* [Document section]:
^^^^^^^^^^^^^^^^

Lauren Reyes, a Sixth College sophomore majoring in interdisciplinary computing and the arts, agreed that her faith in UCSD’s academics and post-graduate success was a major selling point.

“I actually have a family friend who attended UCSD and graduated [in] 2016, and she was an ICAM major, and she’s now a software engineer making six figures right out of college,” Reyes said. “So, it was good to know for me that going into art doesn’t mean I’m ‘screwing up my future.’”

UCSD’s catalog offers many diverse art classes, allowing opportunities for students to develop specific skills and explore different methods of artistic expression. However, those offerings may be limited in availability.

“There’s a Chinese calligraphy course,” Reyes told The UCSD Guardian. “That’s really cool, right? But in terms of availability, it’s not offered a lot. There’s a lot of courses that I’ve seen on the ICAM major sheet list that are really cool, but I won’t be able to take them for another few quarters, which is really frustrating.”

Tessa Chan, a Sixth College freshman majoring in Studio Art, seconded this struggle with course enrollment. She described her issues with enrolling in VIS 3, a core lower division class for her major.

“It just went so fast, because everyone who wasn’t an art major was getting it [since] they needed it for their general education requirements,” Chan said. 

She hoped that the priority registration system could help her with enrollment, but found out otherwise: “When I went in to talk to the professor, I asked her if I would have any priority registration. She said there was none for visual arts students, even when it was such an essential class for my major.”

^^^^^^^^^^^^^^^^

* [Short problem]:
Please quote the stretch of the article on art students at UCSD from "UCSD’s catalog offers" through "limited in availability." word for word. The entries that come next are separate material and have no connection to the article on art students at UCSD.

* [Dataset entries]:
^^^^^^^^^^^^^^^^

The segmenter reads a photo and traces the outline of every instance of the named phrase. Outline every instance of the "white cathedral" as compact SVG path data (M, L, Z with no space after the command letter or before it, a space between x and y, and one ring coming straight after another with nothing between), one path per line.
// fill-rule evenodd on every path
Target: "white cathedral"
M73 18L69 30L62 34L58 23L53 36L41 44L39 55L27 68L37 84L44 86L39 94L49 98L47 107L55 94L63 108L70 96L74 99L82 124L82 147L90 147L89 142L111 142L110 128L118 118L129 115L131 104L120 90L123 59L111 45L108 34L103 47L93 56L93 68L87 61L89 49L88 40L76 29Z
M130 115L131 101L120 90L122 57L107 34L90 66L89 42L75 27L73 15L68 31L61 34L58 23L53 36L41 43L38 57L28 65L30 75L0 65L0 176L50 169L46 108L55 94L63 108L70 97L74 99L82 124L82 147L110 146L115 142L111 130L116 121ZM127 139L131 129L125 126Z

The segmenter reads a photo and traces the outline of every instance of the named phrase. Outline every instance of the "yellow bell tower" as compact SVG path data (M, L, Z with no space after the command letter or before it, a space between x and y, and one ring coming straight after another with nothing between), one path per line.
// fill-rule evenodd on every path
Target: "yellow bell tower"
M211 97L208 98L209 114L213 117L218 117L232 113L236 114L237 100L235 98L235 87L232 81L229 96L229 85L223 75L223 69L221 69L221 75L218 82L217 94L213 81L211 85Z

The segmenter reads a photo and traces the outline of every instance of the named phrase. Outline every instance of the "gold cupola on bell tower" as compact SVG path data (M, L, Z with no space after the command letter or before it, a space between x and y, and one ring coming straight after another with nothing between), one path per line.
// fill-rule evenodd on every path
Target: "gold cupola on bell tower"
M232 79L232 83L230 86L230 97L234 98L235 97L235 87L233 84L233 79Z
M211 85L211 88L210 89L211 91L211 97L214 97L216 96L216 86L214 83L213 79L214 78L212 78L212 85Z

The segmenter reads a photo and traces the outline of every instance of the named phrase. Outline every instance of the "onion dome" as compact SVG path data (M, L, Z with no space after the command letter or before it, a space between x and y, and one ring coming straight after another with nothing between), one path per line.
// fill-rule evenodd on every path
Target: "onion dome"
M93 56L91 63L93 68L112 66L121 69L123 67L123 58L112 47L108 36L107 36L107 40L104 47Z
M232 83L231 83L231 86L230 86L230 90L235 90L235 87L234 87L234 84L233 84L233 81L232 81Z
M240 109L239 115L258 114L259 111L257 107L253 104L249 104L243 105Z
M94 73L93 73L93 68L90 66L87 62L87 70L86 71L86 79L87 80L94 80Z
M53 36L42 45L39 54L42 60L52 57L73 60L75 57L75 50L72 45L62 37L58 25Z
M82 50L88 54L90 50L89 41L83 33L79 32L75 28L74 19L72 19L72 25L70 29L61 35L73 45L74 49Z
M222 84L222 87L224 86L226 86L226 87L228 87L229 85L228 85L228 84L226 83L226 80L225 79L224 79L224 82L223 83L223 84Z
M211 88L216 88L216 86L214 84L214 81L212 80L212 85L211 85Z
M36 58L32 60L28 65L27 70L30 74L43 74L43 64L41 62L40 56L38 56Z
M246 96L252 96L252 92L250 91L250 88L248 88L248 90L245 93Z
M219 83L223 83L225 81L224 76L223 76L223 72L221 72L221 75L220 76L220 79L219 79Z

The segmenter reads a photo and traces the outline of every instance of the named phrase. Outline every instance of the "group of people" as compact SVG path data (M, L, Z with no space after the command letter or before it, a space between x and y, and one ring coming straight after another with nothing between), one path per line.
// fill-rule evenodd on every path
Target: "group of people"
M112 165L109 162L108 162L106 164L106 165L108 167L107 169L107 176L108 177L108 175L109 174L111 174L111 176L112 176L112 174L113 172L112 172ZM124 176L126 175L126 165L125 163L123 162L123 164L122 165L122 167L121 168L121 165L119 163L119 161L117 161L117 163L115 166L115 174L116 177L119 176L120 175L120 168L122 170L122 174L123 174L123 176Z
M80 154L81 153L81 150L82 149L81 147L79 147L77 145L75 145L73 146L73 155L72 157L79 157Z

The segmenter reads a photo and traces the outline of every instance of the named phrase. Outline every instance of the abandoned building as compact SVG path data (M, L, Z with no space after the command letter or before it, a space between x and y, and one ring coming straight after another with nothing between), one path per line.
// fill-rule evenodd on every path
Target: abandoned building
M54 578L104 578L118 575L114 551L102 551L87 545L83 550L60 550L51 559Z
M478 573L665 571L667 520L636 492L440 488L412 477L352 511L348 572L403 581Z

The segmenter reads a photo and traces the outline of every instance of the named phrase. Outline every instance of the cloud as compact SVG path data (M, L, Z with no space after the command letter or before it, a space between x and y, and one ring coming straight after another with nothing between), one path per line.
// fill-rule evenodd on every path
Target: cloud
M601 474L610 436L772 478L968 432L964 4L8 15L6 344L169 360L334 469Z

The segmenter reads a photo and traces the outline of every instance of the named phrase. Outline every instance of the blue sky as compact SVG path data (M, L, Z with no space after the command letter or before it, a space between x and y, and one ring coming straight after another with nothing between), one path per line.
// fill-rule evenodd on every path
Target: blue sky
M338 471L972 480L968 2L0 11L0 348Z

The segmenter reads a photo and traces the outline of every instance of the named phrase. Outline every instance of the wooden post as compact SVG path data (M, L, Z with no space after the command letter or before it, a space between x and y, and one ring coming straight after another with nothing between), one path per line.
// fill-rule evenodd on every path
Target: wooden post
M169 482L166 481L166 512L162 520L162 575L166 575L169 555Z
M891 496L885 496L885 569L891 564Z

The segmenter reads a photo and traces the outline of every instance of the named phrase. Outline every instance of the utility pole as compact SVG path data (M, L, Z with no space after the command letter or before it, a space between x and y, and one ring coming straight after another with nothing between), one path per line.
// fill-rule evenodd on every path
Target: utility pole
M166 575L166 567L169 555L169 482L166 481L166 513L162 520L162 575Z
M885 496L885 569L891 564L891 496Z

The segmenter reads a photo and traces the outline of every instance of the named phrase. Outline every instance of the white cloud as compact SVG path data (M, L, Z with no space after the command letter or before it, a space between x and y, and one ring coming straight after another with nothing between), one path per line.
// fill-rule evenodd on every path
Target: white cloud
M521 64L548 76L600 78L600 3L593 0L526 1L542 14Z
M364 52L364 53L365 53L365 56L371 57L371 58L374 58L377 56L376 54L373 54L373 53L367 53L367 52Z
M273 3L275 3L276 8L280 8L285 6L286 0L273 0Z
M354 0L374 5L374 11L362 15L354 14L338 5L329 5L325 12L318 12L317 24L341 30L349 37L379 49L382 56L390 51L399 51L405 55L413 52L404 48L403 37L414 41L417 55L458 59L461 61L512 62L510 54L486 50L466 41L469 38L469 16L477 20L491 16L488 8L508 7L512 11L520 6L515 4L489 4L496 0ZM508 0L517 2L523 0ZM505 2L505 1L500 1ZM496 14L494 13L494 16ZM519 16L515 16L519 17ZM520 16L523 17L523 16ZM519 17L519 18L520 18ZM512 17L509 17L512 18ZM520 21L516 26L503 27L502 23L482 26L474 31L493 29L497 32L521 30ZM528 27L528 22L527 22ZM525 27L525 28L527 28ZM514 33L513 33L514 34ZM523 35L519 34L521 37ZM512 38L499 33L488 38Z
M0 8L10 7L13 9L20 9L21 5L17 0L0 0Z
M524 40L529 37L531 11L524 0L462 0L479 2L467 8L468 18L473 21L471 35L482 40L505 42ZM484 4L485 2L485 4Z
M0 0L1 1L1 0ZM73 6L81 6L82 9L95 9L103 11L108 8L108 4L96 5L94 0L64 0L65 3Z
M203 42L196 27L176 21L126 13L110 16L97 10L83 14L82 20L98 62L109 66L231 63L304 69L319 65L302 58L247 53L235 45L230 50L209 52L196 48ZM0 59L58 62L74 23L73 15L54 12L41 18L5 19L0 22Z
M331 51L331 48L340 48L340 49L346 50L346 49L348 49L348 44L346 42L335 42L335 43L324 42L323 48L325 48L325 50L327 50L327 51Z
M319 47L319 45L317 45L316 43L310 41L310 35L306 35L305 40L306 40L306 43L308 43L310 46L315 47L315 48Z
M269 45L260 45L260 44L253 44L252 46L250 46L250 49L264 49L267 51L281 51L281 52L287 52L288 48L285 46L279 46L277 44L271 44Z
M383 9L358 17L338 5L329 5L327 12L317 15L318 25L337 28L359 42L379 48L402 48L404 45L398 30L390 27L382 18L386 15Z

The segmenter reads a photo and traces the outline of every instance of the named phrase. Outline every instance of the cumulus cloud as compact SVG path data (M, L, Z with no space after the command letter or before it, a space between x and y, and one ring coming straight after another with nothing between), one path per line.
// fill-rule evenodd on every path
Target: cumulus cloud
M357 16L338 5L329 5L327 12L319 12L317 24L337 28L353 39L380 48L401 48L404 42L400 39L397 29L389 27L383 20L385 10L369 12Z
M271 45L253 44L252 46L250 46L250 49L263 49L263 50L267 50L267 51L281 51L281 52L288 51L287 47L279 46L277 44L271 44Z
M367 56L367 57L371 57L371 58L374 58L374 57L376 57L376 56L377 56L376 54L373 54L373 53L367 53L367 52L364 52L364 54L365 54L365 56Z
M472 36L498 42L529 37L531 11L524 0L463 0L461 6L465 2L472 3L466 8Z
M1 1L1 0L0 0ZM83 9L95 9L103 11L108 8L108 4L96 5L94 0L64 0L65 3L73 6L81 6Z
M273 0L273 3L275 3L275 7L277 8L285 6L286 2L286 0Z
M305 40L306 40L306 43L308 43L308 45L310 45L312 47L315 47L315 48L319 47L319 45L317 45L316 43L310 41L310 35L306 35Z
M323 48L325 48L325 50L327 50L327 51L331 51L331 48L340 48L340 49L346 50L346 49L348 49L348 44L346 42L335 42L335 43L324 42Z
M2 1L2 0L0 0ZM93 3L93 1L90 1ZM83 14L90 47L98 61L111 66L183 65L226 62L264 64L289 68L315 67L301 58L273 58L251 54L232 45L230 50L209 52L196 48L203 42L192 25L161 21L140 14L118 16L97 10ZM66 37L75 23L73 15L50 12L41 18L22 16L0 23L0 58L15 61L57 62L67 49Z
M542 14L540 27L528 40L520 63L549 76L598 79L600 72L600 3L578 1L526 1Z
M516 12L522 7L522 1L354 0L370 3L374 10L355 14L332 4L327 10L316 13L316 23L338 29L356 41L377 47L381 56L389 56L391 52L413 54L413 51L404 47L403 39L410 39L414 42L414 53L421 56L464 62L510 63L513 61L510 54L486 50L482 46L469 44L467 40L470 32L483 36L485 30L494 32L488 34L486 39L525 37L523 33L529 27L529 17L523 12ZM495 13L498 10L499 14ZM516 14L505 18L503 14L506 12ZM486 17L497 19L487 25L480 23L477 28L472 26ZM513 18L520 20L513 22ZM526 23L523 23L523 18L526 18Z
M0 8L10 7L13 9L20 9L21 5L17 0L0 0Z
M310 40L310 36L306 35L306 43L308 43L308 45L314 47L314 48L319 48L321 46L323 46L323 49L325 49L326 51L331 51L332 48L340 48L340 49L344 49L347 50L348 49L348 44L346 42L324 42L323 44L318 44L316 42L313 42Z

^^^^^^^^^^^^^^^^

* [Completed task]:
UCSD’s catalog offers many diverse art classes, allowing opportunities for students to develop specific skills and explore different methods of artistic expression. However, those offerings may be limited in availability.